== EXERCISE DESCRIPTION ==
Transcribe the records below line by line, exactly as they read.

[Dataset excerpts]
+++

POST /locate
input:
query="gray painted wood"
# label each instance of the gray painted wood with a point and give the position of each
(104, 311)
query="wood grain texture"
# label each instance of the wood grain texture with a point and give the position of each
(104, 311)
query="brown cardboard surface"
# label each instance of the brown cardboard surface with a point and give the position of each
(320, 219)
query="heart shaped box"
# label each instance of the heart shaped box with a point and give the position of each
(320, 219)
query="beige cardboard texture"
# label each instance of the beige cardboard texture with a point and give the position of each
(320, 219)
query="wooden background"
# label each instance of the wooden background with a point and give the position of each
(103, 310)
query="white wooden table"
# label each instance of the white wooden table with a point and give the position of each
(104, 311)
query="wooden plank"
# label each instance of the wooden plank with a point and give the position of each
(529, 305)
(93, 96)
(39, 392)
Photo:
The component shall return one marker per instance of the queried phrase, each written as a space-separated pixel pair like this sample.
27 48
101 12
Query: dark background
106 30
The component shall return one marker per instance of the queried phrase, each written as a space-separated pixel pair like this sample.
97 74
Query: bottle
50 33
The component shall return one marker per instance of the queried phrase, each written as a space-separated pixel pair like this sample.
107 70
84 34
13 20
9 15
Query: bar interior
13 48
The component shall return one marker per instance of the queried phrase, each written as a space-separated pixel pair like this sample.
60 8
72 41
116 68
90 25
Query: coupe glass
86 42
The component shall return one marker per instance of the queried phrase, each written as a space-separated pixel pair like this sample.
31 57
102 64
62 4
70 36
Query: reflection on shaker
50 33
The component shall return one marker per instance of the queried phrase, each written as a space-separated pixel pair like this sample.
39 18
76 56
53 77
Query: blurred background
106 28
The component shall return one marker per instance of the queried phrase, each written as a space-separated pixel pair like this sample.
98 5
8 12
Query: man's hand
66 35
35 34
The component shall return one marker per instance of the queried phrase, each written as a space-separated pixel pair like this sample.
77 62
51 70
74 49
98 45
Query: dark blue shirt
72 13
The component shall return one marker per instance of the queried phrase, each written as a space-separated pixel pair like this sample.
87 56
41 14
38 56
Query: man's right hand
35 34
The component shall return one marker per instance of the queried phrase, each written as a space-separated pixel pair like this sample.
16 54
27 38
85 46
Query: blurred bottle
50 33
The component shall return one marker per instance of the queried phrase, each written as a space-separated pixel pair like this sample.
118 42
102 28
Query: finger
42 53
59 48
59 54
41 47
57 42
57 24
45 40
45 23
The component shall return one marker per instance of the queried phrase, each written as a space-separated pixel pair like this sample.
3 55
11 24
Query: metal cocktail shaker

+++

== SOLVED PROBLEM ==
POST /locate
input:
query="gray painted wood"
# label each instance of the gray painted wood with a point and give the position of each
(104, 311)
query="wood grain texture"
# label each instance of the wood grain texture with a point and give the position of each
(104, 311)
query="brown cardboard surface"
# label each instance of the brown cardboard surface with a point and give the position of each
(320, 219)
query="heart shaped box"
# label each instance of the heart shaped box with a point and give the position of each
(320, 219)
query="beige cardboard texture"
# label each instance of the beige cardboard texture with a point and give the position of each
(320, 219)
query="wooden background"
# label each instance of the wooden background with a point and give the position of each
(103, 310)
query="white wooden table"
# label each instance of the white wooden table with a point and give the position of each
(104, 311)
query="wooden plank"
# label each instance of the wooden plank with a point and give the position of each
(529, 305)
(93, 96)
(39, 392)
Photo:
The component shall return one marker per instance of the queried phrase, each written as a space-separated pixel pair like this sample.
27 48
101 12
Query: dark background
106 30
The component shall return one marker per instance of the queried phrase, each written as a space-separated pixel pair like this sample.
97 74
Query: bottle
50 33
The component shall return one marker per instance of the queried phrase, each written as a space-separated pixel pair like this sample.
107 70
84 34
13 20
9 15
Query: bar interior
13 48
The component shall return one marker per instance of the queried phrase, each written as a space-separated pixel pair like this sample.
60 8
72 41
116 68
90 25
Query: coupe glass
86 42
The component shall return one marker per instance of the queried phrase, each written as a space-separated pixel pair like this sample.
31 57
102 64
62 4
70 36
Query: reflection on shaker
50 33
The component shall return one marker per instance of the queried phrase, each written as a space-separated pixel pair like this sample.
39 18
76 56
53 77
Query: blurred background
106 28
The component shall return one marker per instance of the queried phrase, each written as a space-separated pixel pair like this sample.
98 5
8 12
Query: man's hand
66 35
35 34
The component shall return one marker per instance of the queried phrase, each written as a space-separated pixel pair like this sample.
77 62
51 70
74 49
98 45
Query: dark blue shirt
72 13
The component shall return one marker per instance of the queried phrase, each written as a space-separated pixel pair like this sample.
87 56
41 14
38 56
Query: man's right hand
35 34
The component shall return one marker per instance of the queried phrase, each written as a space-separated pixel pair like this sample.
16 54
27 38
85 46
Query: blurred bottle
50 33
The component shall return one marker per instance of the queried phrase, each written as a space-separated pixel pair like this sample.
118 42
102 28
Query: finger
42 53
59 48
59 54
41 47
57 42
57 24
45 40
45 23
The component shall return one marker per instance of the queried phrase, each written as a space-separated pixel pair like this sample.
3 55
11 24
Query: metal cocktail shaker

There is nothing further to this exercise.